> WORK ORDER
Write out all the data again, exactly as it stands.

> TASK DATA
================================
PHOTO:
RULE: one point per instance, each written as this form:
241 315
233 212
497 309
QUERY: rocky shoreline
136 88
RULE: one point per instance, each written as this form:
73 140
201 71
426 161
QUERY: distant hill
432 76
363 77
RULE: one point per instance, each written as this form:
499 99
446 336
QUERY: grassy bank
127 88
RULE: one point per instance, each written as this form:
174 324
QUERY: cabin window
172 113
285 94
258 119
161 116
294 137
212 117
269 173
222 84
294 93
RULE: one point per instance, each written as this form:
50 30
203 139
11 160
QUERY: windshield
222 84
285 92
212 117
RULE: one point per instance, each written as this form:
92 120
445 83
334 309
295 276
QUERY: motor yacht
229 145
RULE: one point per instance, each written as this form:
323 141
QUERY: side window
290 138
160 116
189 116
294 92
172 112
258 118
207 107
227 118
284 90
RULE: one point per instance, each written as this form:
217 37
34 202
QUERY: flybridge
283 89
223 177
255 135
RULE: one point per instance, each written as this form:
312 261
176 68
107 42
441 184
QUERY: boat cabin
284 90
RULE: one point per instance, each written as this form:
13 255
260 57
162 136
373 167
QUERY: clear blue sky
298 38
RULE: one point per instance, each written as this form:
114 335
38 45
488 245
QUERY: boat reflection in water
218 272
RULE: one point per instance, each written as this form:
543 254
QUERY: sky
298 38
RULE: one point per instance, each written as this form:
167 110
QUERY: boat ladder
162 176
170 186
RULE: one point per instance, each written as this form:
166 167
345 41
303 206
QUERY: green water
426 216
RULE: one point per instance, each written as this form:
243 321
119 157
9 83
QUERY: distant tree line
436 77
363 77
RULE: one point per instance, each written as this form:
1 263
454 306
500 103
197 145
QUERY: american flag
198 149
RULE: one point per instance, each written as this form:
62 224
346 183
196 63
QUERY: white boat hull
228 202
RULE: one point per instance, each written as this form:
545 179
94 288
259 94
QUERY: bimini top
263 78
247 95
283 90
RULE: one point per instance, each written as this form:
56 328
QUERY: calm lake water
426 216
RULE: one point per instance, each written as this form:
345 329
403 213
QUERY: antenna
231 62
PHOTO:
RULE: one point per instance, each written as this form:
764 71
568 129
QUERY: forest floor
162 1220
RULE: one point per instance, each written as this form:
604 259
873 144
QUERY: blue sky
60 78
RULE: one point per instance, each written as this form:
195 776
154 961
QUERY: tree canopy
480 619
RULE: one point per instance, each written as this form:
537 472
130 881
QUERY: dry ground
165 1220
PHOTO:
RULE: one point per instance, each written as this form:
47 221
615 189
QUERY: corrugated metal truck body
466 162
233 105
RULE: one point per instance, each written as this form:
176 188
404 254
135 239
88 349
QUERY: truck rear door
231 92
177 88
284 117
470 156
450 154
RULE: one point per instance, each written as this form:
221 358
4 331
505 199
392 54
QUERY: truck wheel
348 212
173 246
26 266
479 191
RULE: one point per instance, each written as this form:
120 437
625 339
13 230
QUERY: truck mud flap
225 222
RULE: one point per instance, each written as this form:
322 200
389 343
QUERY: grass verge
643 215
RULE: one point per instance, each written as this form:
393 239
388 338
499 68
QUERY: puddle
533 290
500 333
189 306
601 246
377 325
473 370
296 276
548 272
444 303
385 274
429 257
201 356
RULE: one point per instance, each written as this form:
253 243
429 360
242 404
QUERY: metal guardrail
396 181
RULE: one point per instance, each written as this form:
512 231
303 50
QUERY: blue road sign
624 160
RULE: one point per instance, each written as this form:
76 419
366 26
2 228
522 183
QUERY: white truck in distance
================================
> TASK RESULT
PHOTO:
RULE: one point per instance, each written as this form:
241 315
233 212
497 309
QUERY: rocky shoreline
136 88
RULE: one point per instance, each written as this form:
73 140
201 71
426 161
QUERY: distant hill
432 76
363 77
RULE: one point per instance, each written as this form:
499 99
446 336
QUERY: grassy bank
127 88
RULE: one point per instance, each written as this form:
174 324
QUERY: cabin window
172 113
285 94
258 119
161 116
294 137
212 117
269 173
222 84
294 93
RULE: one point per instance, each written as this form:
50 30
203 139
11 160
QUERY: windshield
222 84
285 92
212 117
RULE: one point per instance, each written as this form:
92 120
445 83
334 309
295 276
QUERY: motor yacht
229 145
RULE: one point per instance, each written as this form:
323 141
QUERY: side window
290 138
160 116
189 116
294 92
172 112
258 118
207 107
227 118
284 90
RULE: one point per instance, each written as this form:
217 37
34 202
QUERY: flybridge
283 89
223 177
255 135
RULE: one point per instance, each written as this form:
312 261
176 68
107 42
441 184
QUERY: boat cabin
284 90
RULE: one point per instance, each written as this form:
13 255
260 57
162 136
373 167
QUERY: clear blue sky
298 38
RULE: one point per instance, each written as this form:
114 335
38 45
488 245
QUERY: boat reflection in water
218 272
RULE: one point per instance, each written as this form:
543 254
QUERY: sky
298 38
RULE: one point per instance, each written as this form:
167 110
QUERY: boat ladder
162 176
170 186
RULE: one point per instance, each written as this form:
166 167
345 41
303 206
QUERY: green water
426 216
RULE: one point per instance, each written as this form:
243 321
119 157
9 83
QUERY: distant tree line
436 77
363 77
RULE: one point per instance, each written as this form:
1 263
454 306
500 103
197 145
QUERY: american flag
198 149
RULE: one point per instance, each written as this form:
62 224
346 183
196 63
QUERY: white boat hull
228 202
RULE: one point per instance, each written as this form:
545 179
94 288
259 94
QUERY: bimini top
263 78
247 95
283 90
RULE: one point per instance, each written as this form:
56 328
QUERY: calm lake water
426 216
RULE: one point per instance, each written as this form:
345 329
403 213
QUERY: antenna
231 62
PHOTO:
RULE: one point per instance, each written as this form:
764 71
568 129
QUERY: forest floor
162 1220
RULE: one point per instance, each written as this form:
604 259
873 144
QUERY: blue sky
60 78
RULE: one point per instance, each written as this form:
195 776
154 961
QUERY: tree canopy
480 619
RULE: one point per instance, each written as this form:
537 472
130 881
QUERY: dry ground
165 1220
PHOTO:
RULE: one point per instance, each written as this form:
47 221
615 189
QUERY: corrugated metal truck body
466 162
233 105
RULE: one point per instance, each written as this form:
176 188
404 254
135 239
88 349
QUERY: truck rear door
231 92
177 88
284 117
470 156
450 154
RULE: one point per instance, each written as this form:
221 358
4 331
505 199
392 54
QUERY: truck wheel
348 212
173 246
26 266
479 191
RULE: one point per instance, each written as this form:
120 437
625 339
13 230
QUERY: truck mud flap
225 222
RULE: one point per instance, each written as this form:
322 200
389 343
QUERY: grass verge
643 215
RULE: one point per instance, each written as this form:
393 239
388 338
499 68
QUERY: puddle
533 290
500 333
189 306
601 246
377 325
473 370
296 276
548 272
444 303
385 274
429 257
201 356
RULE: one point per instance, each written as this form:
253 243
429 360
242 404
QUERY: metal guardrail
396 181
RULE: one point per instance, each written as this form:
512 231
303 50
QUERY: blue road sign
624 160
RULE: one point per instance, each written as this form:
76 419
366 26
2 228
522 183
QUERY: white truck in distance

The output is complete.